* **What you should do**
Please return the full listing below without altering anything.

>> begin Exercise inputs

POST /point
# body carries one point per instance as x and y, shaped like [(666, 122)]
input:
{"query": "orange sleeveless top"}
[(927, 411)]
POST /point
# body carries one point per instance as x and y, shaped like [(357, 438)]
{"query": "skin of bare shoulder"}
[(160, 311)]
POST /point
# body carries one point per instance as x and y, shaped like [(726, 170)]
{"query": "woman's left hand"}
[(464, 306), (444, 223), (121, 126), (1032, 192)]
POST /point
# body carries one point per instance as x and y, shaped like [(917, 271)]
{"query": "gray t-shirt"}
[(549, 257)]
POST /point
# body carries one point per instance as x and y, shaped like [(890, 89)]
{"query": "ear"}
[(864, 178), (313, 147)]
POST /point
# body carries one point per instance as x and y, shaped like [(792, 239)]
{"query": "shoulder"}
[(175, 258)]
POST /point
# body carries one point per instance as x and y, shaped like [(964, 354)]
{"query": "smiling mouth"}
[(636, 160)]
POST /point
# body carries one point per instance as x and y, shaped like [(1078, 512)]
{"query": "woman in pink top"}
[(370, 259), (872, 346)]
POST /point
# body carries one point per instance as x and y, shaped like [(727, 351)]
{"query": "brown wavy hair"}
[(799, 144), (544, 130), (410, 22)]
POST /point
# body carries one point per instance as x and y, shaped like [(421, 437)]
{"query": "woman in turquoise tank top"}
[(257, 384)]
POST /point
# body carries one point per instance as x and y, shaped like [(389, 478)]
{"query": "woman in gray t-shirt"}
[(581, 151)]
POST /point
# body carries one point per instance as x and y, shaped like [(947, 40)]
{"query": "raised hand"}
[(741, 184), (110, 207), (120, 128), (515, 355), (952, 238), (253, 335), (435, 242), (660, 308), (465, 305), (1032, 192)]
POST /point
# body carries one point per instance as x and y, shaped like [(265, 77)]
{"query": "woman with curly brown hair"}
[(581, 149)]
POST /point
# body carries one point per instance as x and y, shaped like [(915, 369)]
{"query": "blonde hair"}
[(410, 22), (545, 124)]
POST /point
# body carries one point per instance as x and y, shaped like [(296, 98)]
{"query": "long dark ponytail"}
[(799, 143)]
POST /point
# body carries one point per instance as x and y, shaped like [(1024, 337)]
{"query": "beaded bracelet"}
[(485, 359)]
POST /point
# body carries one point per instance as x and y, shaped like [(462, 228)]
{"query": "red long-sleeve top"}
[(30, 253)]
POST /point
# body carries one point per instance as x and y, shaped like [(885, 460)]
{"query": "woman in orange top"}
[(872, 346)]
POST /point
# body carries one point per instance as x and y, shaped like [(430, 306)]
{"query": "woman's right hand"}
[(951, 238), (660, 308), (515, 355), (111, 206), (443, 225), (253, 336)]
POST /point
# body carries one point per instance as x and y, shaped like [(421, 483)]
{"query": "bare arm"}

>> end Exercise inputs

* **Result of the exercise**
POST /point
# body carries one point per instance as x and y, shaped like [(666, 122)]
input:
{"query": "orange sleeveless top"}
[(927, 411)]
POST /point
# body carries one point per instance as x and y, shaped like [(357, 438)]
{"query": "skin of bare shoulder"}
[(160, 311)]
POST /point
# body carries one point per instance as x and y, shaped like [(726, 170)]
{"query": "woman's left hand"}
[(464, 306), (444, 223), (121, 126), (1032, 192)]
POST /point
# body carries one point per instance as x and y, shaped like [(917, 271)]
{"query": "gray t-shirt"}
[(549, 257)]
POST /point
# body carries one point per instance as x and y, shaped like [(890, 89)]
{"query": "ear"}
[(864, 178), (313, 147)]
POST /point
# body carries one point per instance as x and y, shaped like [(792, 239)]
{"query": "shoulder"}
[(175, 258)]
POST /point
# body carries one point per instance as x and y, shaped like [(964, 354)]
{"query": "smiling mouth"}
[(636, 160)]
POST /point
# body carries one point per instance as x and y, shaped like [(1078, 512)]
{"query": "woman in pink top"}
[(370, 259), (872, 346)]
POST /point
# body carries one point per instance as x and y, shaped like [(727, 351)]
{"query": "brown wavy hair"}
[(799, 144), (544, 130), (410, 22)]
POST /point
# body carries one point per instance as x and y, shaped like [(421, 437)]
{"query": "woman in turquoise tank top"}
[(257, 384)]
POST /point
# body carries one point per instance as x and y, shaped like [(389, 478)]
{"query": "woman in gray t-shirt"}
[(581, 151)]
POST /point
# body carries one point per instance as x and y, shaped like [(947, 40)]
{"query": "raised hand"}
[(741, 184), (110, 207), (120, 128), (515, 355), (952, 238), (253, 335), (435, 242), (660, 308), (465, 305), (1032, 192)]
POST /point
# body carries one point per instance as x and y, shaped like [(265, 77)]
{"query": "woman with curly brown hair"}
[(581, 149)]
POST /point
# body carries one point per instance as x and y, shaped like [(915, 369)]
{"query": "blonde hair"}
[(410, 22), (545, 124)]
POST /point
# body carries one point per instance as x and y, shaped like [(296, 98)]
{"query": "long dark ponytail"}
[(799, 143)]
POST /point
# body carries one point per instance as x and y, shaped like [(1024, 337)]
{"query": "beaded bracelet"}
[(485, 359)]
POST /point
# body carries one point per instance as x and y, shaped like [(462, 228)]
{"query": "red long-sleeve top"}
[(30, 253)]
POST /point
# body carries one point per instance as x and y, shaped like [(885, 460)]
{"query": "woman in orange top"}
[(872, 346)]
POST /point
# body carries one point per instance as x and y, shaped like [(430, 306)]
{"query": "woman's right hand"}
[(951, 238), (660, 308), (515, 355), (111, 206), (443, 225), (253, 336)]
POST /point
# body carries one point per instance as x and y, shaped like [(421, 483)]
{"query": "bare arm"}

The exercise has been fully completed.